◆ **Text**:
▼
Michelle's Famous Zucchini Sweet Potato Bread
This quick bread became an overnight sensation when co-founder Michelle made it for her son's school bake sale. It is now a published recipe that is pretty famous here in New York City. This will no doubt become a regular part of your weekend brunch menu. Slices of this bread are also an excellent treat in your little one's lunchbox - there is very little sugar and no oil!

Ingredients: 
  • 3 containers Petit Orgaincs Simply Zucchini (or 3 medium zucchinis, cooked and pureed)
  • 3 containers Petit Organics Simply Sweet Potato (or 1 large sweet potato, cooked and pureed)
  • 1 1/2 containers Petit Organics Simply Apples (or 2 apples, cooked and pureed)
  • 2 cups all-purpose flour
  • 2 teaspoons ground cinnamon
  • 1 teaspoon baking soda
  • 1/4 teaspoon baking powder
  • 1/4 teaspoon salt
  • 3/4 cup sugar
  • 3 large eggs
  • 1 teaspoon vanilla extract
  • 1 cup walnuts (optional)
▲
◆ **Supplied entries**:
▼
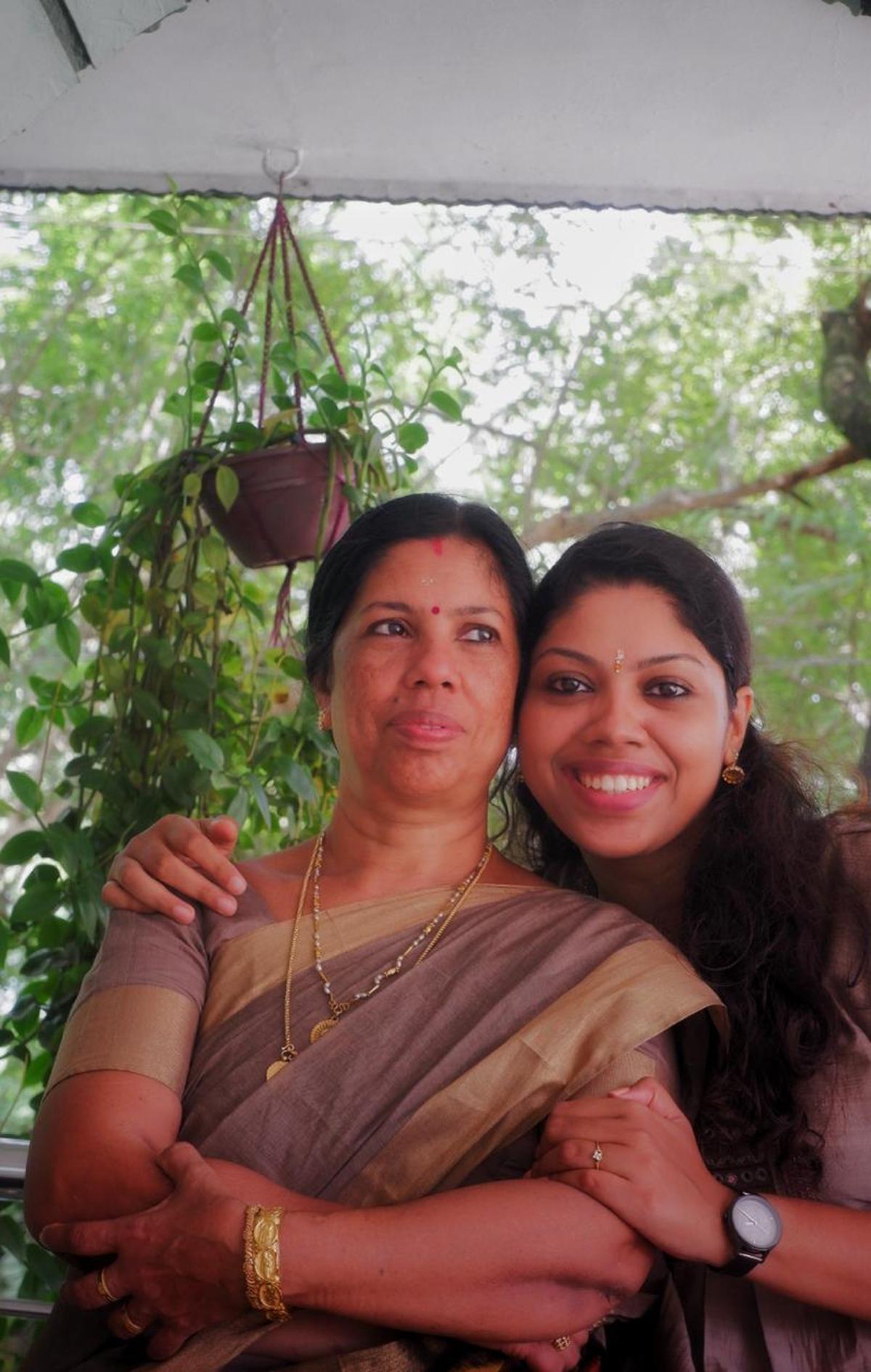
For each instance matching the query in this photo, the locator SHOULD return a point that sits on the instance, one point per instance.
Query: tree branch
(557, 528)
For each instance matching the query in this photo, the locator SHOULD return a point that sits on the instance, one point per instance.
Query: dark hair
(761, 887)
(375, 533)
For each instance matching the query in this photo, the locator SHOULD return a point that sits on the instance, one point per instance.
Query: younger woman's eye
(568, 685)
(668, 691)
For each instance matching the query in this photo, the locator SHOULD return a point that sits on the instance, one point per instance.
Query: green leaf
(237, 807)
(163, 221)
(446, 403)
(29, 725)
(69, 638)
(293, 667)
(80, 559)
(220, 264)
(298, 779)
(206, 332)
(226, 486)
(203, 749)
(208, 374)
(14, 571)
(25, 789)
(261, 799)
(70, 848)
(189, 276)
(335, 386)
(236, 319)
(147, 705)
(89, 514)
(23, 847)
(412, 437)
(38, 900)
(214, 552)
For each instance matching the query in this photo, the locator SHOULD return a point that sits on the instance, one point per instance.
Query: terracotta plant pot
(277, 512)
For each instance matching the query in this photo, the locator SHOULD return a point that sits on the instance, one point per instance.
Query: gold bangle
(261, 1261)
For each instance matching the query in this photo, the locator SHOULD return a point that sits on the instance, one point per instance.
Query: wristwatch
(755, 1228)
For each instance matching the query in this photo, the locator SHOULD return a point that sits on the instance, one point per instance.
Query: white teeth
(615, 784)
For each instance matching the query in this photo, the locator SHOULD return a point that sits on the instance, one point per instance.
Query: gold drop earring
(733, 774)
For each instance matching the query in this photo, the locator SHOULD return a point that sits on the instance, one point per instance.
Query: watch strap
(741, 1264)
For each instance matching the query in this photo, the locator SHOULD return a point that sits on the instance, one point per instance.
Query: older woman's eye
(668, 691)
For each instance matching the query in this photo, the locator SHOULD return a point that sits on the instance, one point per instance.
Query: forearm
(515, 1260)
(822, 1258)
(91, 1158)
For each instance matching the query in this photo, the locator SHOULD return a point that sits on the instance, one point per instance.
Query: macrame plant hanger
(279, 243)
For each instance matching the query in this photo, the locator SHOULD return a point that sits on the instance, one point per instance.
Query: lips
(427, 726)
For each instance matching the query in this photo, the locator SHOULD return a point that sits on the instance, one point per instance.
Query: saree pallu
(438, 1080)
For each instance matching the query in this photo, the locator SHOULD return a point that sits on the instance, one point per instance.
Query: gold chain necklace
(436, 927)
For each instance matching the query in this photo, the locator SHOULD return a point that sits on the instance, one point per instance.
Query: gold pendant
(320, 1030)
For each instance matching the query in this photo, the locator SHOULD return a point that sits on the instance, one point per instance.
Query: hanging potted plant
(282, 490)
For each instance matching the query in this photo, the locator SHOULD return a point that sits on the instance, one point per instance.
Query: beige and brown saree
(439, 1080)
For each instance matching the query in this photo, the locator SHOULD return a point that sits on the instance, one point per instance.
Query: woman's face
(627, 723)
(424, 674)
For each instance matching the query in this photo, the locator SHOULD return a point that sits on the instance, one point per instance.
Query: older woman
(641, 789)
(391, 1013)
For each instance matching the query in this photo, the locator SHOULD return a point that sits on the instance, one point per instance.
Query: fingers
(131, 1319)
(578, 1156)
(88, 1239)
(223, 831)
(117, 897)
(584, 1117)
(181, 1162)
(195, 843)
(143, 893)
(94, 1290)
(181, 854)
(652, 1094)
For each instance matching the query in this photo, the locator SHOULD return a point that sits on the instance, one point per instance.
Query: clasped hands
(177, 1268)
(649, 1172)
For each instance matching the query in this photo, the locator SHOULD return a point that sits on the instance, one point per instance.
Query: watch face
(756, 1221)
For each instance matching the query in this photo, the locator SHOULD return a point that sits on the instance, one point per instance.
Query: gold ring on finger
(103, 1289)
(128, 1323)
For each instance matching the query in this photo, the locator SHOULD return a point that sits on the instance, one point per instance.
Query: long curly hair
(763, 885)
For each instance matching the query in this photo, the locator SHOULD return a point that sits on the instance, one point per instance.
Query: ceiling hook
(282, 165)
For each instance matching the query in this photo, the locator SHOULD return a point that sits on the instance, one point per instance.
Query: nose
(616, 718)
(433, 663)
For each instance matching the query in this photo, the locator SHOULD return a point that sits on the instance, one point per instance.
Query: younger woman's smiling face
(627, 722)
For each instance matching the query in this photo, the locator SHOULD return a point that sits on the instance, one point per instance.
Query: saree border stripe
(253, 964)
(144, 1030)
(637, 994)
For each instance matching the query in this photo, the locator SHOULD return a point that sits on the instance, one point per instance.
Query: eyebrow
(576, 656)
(461, 611)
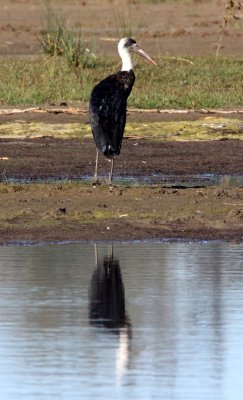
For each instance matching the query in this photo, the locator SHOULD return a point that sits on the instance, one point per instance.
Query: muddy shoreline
(67, 209)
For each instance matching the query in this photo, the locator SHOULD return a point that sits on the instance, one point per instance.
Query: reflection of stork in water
(107, 305)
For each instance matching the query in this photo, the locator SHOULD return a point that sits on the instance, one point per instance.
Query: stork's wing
(108, 104)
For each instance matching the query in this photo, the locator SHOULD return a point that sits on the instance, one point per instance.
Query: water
(174, 330)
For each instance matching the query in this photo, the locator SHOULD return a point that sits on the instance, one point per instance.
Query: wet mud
(59, 206)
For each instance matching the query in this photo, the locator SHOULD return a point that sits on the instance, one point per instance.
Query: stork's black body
(108, 105)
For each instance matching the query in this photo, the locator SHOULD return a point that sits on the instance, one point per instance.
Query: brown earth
(68, 210)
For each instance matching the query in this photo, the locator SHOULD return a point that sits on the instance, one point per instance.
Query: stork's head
(125, 46)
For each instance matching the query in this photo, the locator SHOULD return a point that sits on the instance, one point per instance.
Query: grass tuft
(70, 43)
(204, 82)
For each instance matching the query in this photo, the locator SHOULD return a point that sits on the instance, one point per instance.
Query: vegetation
(203, 82)
(58, 39)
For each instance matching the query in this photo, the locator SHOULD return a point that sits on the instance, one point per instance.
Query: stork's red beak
(142, 53)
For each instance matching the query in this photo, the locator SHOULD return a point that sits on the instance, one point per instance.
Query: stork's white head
(124, 47)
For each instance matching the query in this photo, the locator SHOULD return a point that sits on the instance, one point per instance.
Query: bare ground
(76, 211)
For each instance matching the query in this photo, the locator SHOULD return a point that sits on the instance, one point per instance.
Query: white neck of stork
(124, 46)
(126, 57)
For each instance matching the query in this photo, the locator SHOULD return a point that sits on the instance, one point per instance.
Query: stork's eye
(129, 42)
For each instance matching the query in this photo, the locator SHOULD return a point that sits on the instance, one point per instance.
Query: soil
(68, 208)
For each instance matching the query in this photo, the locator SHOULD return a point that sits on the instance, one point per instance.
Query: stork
(108, 103)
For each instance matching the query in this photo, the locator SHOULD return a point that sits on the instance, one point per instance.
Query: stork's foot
(95, 182)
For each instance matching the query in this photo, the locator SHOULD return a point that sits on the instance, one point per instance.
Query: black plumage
(108, 103)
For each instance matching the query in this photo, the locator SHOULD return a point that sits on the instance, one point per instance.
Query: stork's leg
(95, 180)
(111, 172)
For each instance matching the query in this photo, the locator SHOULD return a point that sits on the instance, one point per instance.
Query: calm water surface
(148, 321)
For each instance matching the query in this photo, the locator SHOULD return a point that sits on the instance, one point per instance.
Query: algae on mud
(73, 211)
(204, 128)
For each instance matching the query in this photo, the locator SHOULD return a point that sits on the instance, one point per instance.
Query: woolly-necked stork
(108, 104)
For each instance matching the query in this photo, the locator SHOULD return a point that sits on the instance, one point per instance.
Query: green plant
(231, 9)
(70, 43)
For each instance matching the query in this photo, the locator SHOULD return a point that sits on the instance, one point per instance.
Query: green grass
(206, 82)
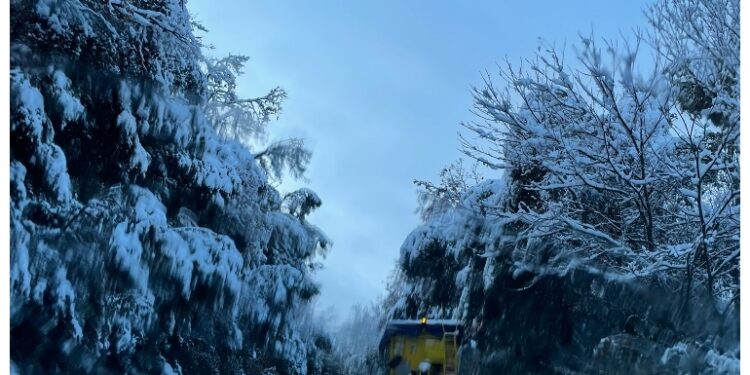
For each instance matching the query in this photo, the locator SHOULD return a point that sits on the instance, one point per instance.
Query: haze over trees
(146, 234)
(610, 241)
(601, 234)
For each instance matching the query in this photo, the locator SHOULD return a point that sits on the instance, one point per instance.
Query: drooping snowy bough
(145, 236)
(611, 241)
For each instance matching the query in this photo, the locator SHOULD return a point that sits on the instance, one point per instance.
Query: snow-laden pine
(610, 243)
(145, 235)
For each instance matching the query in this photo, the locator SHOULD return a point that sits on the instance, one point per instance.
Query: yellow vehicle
(421, 347)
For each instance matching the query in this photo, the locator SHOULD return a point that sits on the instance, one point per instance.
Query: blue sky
(378, 89)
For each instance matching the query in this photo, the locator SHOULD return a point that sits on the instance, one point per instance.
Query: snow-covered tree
(614, 227)
(145, 234)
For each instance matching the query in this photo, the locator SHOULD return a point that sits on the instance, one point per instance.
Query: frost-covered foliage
(145, 235)
(611, 241)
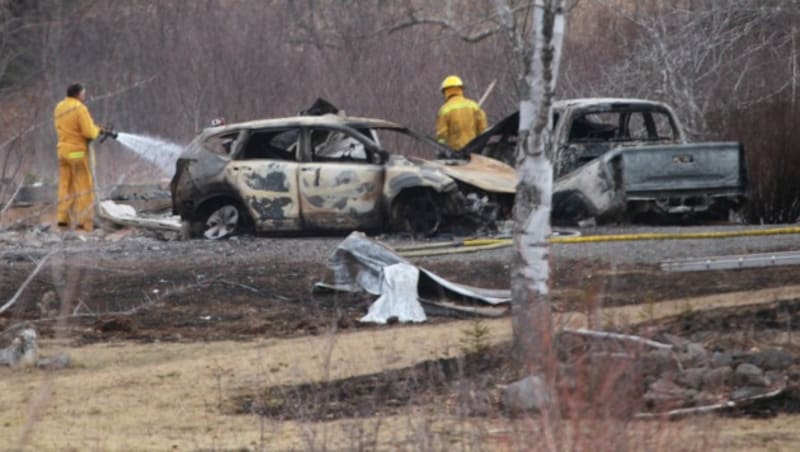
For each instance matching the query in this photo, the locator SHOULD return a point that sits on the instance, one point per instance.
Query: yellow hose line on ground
(475, 245)
(674, 235)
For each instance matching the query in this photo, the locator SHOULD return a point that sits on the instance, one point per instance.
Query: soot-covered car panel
(324, 173)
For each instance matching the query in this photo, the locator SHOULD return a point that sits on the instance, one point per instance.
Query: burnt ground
(145, 288)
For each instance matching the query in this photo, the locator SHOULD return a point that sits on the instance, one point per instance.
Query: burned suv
(331, 173)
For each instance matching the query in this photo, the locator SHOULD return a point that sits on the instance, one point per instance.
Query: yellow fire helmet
▲
◆ **Set task**: From the zucchini sweet potato bread recipe, list every ingredient whose amount is given in teaspoons.

◆ **Finished answer**: Ground cinnamon, baking soda, baking powder, salt, vanilla extract